TESTO SCELTO:
┄┄┄┄┄┄
Quando ammalarsi fa bene

C’è una logica anche dietro ciò che appare senza senso. E’ questo il motto della medicina darwiniana o evoluzionista, la neonata disciplina che si occupa di analizzare il significato delle malattie alla luce dei possibili vantaggi evolutivi. Perché ammalarsi può anche fare bene. Soprattutto quando la malattia sviluppata fa da “copertura” ad altre più gravi, prevenendole. Come nel caso dell’anemia falciforme, una patologia di origine genetica dagli effetti mortali, che tuttavia può diventare un’utile antagonista della malaria.
┄┄┄┄┄┄
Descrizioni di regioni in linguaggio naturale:

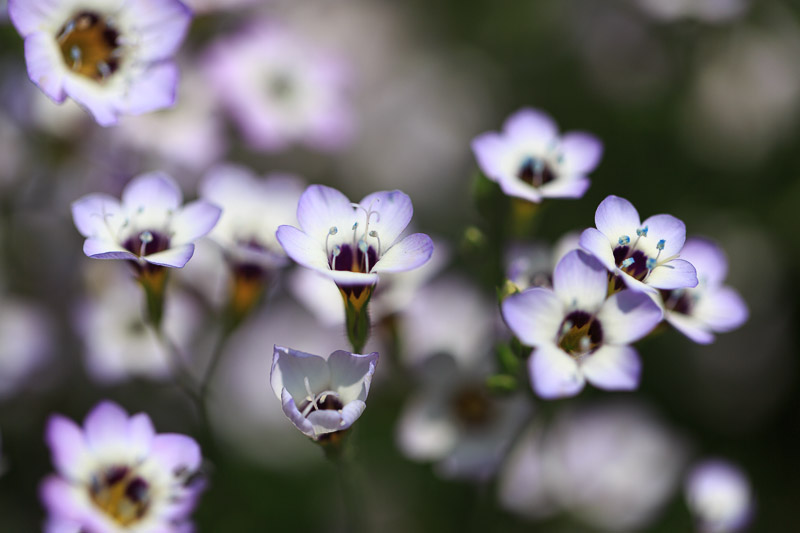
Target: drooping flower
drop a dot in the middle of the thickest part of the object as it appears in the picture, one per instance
(719, 496)
(642, 255)
(117, 475)
(578, 332)
(711, 306)
(149, 226)
(111, 57)
(529, 159)
(322, 395)
(281, 90)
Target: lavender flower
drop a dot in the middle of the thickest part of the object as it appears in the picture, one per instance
(643, 255)
(117, 475)
(111, 57)
(531, 161)
(579, 333)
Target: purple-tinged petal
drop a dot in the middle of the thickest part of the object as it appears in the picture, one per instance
(303, 248)
(582, 152)
(290, 369)
(176, 452)
(89, 213)
(691, 327)
(566, 188)
(723, 309)
(193, 221)
(161, 26)
(394, 213)
(176, 257)
(534, 315)
(553, 373)
(155, 89)
(675, 274)
(30, 16)
(490, 150)
(320, 208)
(67, 446)
(408, 254)
(106, 427)
(45, 65)
(152, 190)
(580, 281)
(530, 126)
(667, 228)
(294, 415)
(351, 374)
(616, 217)
(628, 316)
(597, 244)
(708, 259)
(613, 368)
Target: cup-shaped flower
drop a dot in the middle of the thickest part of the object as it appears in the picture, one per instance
(578, 332)
(719, 496)
(149, 226)
(643, 255)
(116, 474)
(710, 307)
(322, 394)
(111, 57)
(530, 160)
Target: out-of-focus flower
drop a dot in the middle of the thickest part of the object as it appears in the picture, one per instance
(711, 306)
(352, 243)
(531, 161)
(120, 344)
(281, 90)
(613, 465)
(117, 475)
(455, 421)
(25, 343)
(112, 58)
(719, 495)
(149, 225)
(580, 334)
(322, 395)
(642, 255)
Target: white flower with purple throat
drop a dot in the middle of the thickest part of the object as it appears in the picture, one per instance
(642, 256)
(112, 57)
(116, 475)
(711, 307)
(322, 395)
(530, 160)
(578, 332)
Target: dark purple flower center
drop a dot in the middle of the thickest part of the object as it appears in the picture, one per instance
(581, 333)
(120, 493)
(535, 171)
(90, 45)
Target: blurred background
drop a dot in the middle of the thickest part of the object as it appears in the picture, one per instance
(698, 105)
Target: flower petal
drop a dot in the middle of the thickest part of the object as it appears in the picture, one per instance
(408, 254)
(582, 152)
(723, 309)
(351, 374)
(616, 217)
(534, 315)
(613, 368)
(675, 274)
(580, 281)
(628, 316)
(394, 213)
(152, 190)
(553, 373)
(193, 221)
(45, 65)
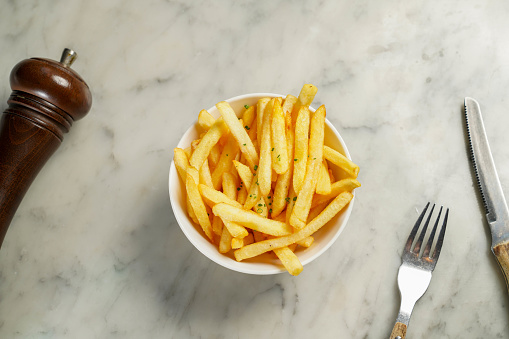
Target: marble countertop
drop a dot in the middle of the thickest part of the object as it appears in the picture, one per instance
(94, 250)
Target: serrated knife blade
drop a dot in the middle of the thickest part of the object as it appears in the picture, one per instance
(497, 213)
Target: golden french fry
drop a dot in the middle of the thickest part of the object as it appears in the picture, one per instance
(323, 186)
(205, 120)
(251, 220)
(249, 115)
(197, 202)
(242, 195)
(207, 142)
(225, 244)
(217, 225)
(280, 217)
(284, 181)
(290, 204)
(236, 230)
(305, 196)
(317, 134)
(239, 132)
(241, 242)
(288, 104)
(340, 160)
(348, 185)
(253, 193)
(289, 260)
(306, 96)
(261, 208)
(245, 174)
(205, 177)
(181, 163)
(306, 242)
(214, 155)
(327, 214)
(225, 163)
(303, 203)
(258, 236)
(301, 148)
(265, 166)
(215, 197)
(230, 187)
(279, 151)
(260, 109)
(195, 144)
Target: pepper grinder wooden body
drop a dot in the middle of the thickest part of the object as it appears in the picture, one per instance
(47, 97)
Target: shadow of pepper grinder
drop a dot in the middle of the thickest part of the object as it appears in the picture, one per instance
(47, 97)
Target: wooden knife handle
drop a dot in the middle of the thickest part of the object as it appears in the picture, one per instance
(399, 330)
(48, 96)
(502, 254)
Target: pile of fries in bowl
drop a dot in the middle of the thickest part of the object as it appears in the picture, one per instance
(262, 183)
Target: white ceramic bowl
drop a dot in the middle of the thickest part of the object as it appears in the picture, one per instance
(267, 263)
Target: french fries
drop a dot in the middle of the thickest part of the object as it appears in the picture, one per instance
(261, 180)
(208, 141)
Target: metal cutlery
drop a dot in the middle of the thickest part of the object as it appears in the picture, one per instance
(492, 195)
(414, 274)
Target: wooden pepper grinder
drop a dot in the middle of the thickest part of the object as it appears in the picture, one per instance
(47, 97)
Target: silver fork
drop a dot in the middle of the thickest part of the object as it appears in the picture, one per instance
(414, 273)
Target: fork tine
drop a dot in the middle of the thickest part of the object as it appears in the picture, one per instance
(418, 244)
(414, 230)
(440, 240)
(427, 249)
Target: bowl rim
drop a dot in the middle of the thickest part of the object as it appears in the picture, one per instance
(244, 267)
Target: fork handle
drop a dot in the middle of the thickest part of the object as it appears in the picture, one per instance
(399, 330)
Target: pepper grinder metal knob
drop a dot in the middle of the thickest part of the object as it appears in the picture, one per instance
(47, 97)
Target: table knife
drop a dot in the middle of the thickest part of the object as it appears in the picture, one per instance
(492, 195)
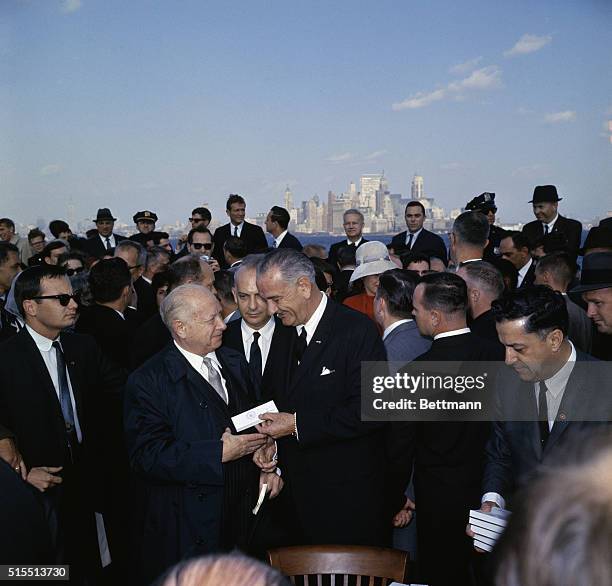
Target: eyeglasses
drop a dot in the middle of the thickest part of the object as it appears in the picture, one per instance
(63, 298)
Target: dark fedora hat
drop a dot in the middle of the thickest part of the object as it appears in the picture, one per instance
(146, 216)
(544, 193)
(598, 237)
(596, 272)
(104, 214)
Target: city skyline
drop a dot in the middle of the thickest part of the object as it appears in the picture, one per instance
(132, 106)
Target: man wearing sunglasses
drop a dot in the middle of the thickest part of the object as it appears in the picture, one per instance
(54, 381)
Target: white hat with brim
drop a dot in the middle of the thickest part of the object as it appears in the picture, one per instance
(372, 259)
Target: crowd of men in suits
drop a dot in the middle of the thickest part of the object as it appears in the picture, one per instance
(123, 361)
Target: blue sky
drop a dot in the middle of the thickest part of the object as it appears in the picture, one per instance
(164, 105)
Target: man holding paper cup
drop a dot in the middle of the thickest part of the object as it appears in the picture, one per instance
(199, 480)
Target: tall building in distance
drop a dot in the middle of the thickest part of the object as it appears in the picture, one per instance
(416, 189)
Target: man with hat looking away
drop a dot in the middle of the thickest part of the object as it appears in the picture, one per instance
(104, 241)
(545, 203)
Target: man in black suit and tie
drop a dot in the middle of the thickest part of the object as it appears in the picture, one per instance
(104, 242)
(554, 390)
(253, 235)
(331, 460)
(417, 238)
(51, 380)
(277, 224)
(353, 228)
(515, 248)
(545, 208)
(199, 478)
(259, 336)
(448, 456)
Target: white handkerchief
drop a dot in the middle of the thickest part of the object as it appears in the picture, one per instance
(250, 418)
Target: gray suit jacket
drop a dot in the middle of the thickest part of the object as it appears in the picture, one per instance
(405, 343)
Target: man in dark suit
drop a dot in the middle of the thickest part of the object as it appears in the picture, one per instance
(104, 242)
(51, 382)
(260, 337)
(545, 208)
(515, 248)
(199, 478)
(485, 284)
(353, 222)
(253, 235)
(448, 456)
(331, 460)
(553, 390)
(153, 335)
(277, 224)
(417, 238)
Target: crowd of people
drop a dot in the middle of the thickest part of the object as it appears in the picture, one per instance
(123, 361)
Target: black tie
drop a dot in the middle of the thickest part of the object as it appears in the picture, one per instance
(543, 414)
(301, 344)
(255, 361)
(64, 392)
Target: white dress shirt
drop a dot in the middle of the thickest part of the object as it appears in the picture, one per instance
(265, 340)
(197, 362)
(523, 271)
(393, 326)
(48, 353)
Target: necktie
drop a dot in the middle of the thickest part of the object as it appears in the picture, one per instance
(214, 379)
(543, 414)
(255, 361)
(64, 394)
(301, 344)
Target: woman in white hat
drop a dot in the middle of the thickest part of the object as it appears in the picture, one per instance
(372, 260)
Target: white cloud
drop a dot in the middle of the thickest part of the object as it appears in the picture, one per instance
(50, 169)
(465, 67)
(565, 116)
(69, 6)
(528, 44)
(485, 78)
(340, 158)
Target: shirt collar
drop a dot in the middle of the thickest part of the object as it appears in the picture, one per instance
(44, 344)
(394, 325)
(558, 381)
(452, 333)
(315, 318)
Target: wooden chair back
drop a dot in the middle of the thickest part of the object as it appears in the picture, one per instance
(340, 561)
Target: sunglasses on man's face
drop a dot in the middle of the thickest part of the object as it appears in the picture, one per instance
(63, 298)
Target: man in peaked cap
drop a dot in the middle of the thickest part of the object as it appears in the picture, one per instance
(145, 223)
(485, 204)
(105, 240)
(545, 208)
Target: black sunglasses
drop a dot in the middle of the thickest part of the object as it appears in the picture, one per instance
(76, 271)
(63, 298)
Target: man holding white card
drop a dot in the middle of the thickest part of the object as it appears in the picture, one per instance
(200, 483)
(332, 462)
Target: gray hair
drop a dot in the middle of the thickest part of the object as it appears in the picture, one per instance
(355, 212)
(133, 245)
(178, 305)
(291, 264)
(486, 276)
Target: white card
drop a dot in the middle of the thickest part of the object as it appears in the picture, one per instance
(250, 418)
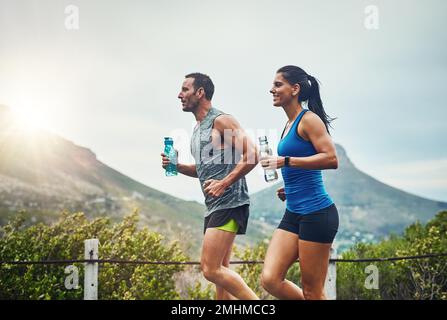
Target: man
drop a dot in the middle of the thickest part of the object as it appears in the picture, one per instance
(224, 155)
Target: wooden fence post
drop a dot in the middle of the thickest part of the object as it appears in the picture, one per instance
(91, 270)
(330, 285)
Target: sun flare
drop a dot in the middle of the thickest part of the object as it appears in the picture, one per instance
(31, 119)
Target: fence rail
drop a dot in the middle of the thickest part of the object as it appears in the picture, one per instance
(92, 261)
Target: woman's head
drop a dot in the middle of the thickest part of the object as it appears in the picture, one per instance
(292, 82)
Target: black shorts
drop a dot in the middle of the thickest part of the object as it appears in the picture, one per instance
(319, 226)
(220, 217)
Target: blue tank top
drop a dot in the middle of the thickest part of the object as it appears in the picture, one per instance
(304, 189)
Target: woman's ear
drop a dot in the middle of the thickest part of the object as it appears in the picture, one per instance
(296, 89)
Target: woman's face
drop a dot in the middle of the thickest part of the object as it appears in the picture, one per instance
(283, 92)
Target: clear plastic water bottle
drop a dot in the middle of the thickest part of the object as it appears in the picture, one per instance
(171, 169)
(270, 175)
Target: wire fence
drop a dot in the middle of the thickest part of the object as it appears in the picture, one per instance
(143, 262)
(92, 262)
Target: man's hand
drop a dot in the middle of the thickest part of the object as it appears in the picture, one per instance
(272, 162)
(214, 188)
(281, 194)
(165, 160)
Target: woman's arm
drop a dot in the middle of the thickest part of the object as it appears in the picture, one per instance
(326, 157)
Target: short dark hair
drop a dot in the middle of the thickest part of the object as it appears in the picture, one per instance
(202, 81)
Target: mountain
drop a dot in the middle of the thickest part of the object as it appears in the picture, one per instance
(45, 174)
(368, 208)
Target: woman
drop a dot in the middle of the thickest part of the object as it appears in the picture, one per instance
(310, 222)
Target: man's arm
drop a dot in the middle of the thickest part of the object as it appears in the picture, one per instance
(186, 169)
(234, 136)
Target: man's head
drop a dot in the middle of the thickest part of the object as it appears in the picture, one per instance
(196, 87)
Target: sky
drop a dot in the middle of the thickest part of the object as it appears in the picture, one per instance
(106, 75)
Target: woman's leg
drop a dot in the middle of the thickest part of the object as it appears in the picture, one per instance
(281, 254)
(216, 245)
(314, 261)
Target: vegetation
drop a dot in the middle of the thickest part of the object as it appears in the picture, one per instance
(65, 240)
(406, 279)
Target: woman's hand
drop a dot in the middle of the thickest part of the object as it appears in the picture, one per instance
(272, 162)
(281, 194)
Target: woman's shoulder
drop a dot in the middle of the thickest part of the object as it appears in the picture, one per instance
(310, 123)
(310, 117)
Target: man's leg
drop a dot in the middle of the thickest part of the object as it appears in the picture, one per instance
(221, 293)
(216, 245)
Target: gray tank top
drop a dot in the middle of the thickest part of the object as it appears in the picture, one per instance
(215, 163)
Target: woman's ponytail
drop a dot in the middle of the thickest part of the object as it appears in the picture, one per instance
(315, 104)
(309, 91)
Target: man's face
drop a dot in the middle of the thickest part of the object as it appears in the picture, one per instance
(188, 95)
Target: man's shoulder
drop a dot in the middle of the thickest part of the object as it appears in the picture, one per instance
(225, 120)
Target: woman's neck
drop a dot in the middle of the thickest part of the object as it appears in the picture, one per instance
(292, 110)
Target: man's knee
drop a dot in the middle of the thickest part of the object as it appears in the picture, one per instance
(312, 293)
(269, 281)
(210, 273)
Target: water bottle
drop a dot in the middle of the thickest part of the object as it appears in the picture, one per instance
(270, 175)
(171, 169)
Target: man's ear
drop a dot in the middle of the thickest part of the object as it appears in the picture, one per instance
(200, 92)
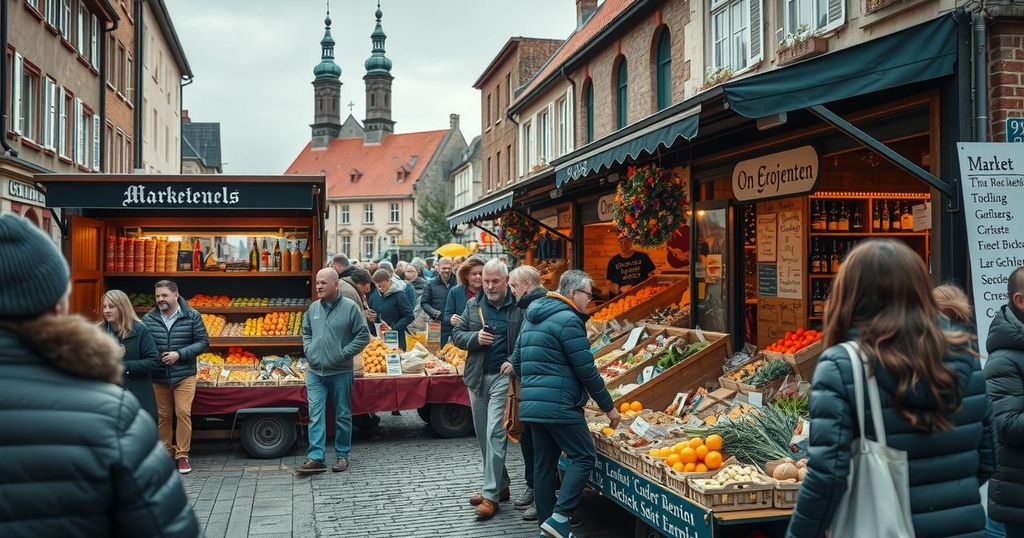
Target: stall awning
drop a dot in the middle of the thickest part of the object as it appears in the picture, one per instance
(485, 208)
(918, 53)
(664, 132)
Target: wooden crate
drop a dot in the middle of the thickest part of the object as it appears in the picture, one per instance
(698, 370)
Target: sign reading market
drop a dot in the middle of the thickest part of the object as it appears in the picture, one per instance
(140, 194)
(775, 175)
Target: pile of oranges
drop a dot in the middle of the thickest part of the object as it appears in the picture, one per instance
(624, 304)
(695, 455)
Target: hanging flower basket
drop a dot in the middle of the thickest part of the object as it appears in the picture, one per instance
(649, 205)
(517, 234)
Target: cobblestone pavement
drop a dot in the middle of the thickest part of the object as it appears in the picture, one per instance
(402, 482)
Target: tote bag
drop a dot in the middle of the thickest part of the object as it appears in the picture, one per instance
(878, 500)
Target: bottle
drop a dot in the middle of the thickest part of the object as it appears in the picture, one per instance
(197, 256)
(254, 256)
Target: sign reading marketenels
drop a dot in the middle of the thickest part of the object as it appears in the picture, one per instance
(779, 174)
(148, 195)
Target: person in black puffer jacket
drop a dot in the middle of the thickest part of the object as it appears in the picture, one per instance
(1005, 373)
(942, 420)
(79, 457)
(180, 337)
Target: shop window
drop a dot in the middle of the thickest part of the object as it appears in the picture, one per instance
(735, 35)
(622, 93)
(663, 69)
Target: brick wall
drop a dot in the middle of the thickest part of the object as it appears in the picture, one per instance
(1006, 68)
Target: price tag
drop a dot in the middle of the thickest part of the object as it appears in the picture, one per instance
(393, 364)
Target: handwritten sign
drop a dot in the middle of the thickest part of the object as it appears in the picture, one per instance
(767, 238)
(791, 255)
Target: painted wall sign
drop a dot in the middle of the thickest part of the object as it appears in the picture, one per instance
(993, 194)
(783, 173)
(148, 195)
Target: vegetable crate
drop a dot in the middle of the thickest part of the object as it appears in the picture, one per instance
(698, 370)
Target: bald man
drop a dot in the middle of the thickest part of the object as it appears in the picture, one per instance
(334, 331)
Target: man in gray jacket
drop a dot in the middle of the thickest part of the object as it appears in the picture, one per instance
(333, 332)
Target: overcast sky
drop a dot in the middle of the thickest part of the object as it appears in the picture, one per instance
(253, 63)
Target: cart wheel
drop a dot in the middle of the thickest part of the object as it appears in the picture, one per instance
(645, 531)
(451, 420)
(267, 436)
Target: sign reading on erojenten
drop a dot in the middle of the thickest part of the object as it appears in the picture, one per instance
(151, 195)
(775, 175)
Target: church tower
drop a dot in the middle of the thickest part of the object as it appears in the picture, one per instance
(327, 92)
(378, 81)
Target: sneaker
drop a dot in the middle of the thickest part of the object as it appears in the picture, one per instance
(311, 466)
(524, 500)
(556, 529)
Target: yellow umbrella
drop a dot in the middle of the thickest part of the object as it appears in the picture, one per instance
(452, 250)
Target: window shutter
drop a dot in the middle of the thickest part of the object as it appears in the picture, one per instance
(756, 29)
(15, 107)
(95, 142)
(837, 14)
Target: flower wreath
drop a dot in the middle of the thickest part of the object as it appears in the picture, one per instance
(517, 233)
(649, 205)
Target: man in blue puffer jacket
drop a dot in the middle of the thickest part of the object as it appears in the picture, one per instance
┄┄┄┄┄┄
PROBLEMI DA RISOLVERE:
1: Traduci in inglese questa frase del testo sulla medicina darwiniana: «Soprattutto quando la malattia sviluppata fa da “copertura” ad altre più gravi, prevenendole.»
2: Prosegui il testo sulla medicina darwiniana a partire dalla sua ultima frase.
I dati non hanno alcun ruolo in questo lavoro.

RISPOSTE:
1: Especially when the disease that develops acts as a "cover" for other, more serious ones, preventing them.

2:
In che modo? Un portatore sano di anemia falciforme, ossia che possiede una sola copia del gene mutato che provoca la malattia, non solo non sviluppa l’anemia ma è anche tre volte più resistente al contagio della malaria. Non a caso la più alta incidenza di anemia falciforme si registra nelle regioni africane più esposte al rischio malaria. Certo il vantaggio evolutivo si annulla immediatamente qualora il portatore abbia entrambi i geni compromessi: in questo caso, infatti, sarebbe comunque più resistente alla malaria ma morirebbe di anemia.

La stessa cosa accade nel caso della fibrosi cistica, malattia genetica mortale particolarmente diffusa tra gli individui di razza caucasica. Lo studio dell’evoluzione di questa patologia ha dimostrato che i portatori sani hanno meno probabilità di contrarre le febbri tifoidee responsabili del 15 per cento della mortalità caucasica.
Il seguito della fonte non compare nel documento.